## [Given problem]
Reproduce the full listing below line by line, scaling each coordinate under "Dots:" by 1.1 and rounding to whole numbers, with halves rounded up. Keep the sample positions in the other lines unchanged, and omit the pictures.

## [Exercise material]
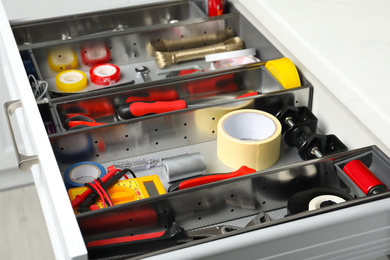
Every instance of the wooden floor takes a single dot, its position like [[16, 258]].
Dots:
[[23, 232]]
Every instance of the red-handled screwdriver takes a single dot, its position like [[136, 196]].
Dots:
[[143, 108], [193, 182], [153, 95]]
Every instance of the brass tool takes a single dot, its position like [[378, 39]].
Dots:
[[165, 59], [187, 43]]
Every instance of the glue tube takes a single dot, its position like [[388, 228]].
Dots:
[[364, 178]]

## [Full solution]
Every instance of the wooden floor takes a single dot, its position like [[16, 258]].
Dots:
[[25, 255]]
Every instance of the red-handled screwdriver takes a single dot, its position like [[136, 196]].
Dots:
[[157, 119], [212, 200], [168, 105]]
Every instance of the brass tool takes a single dot, its position like [[378, 39]].
Dots:
[[182, 65], [206, 47]]
Every instance of the glue tube takes a single dot, its position like [[388, 228]].
Dots:
[[400, 196]]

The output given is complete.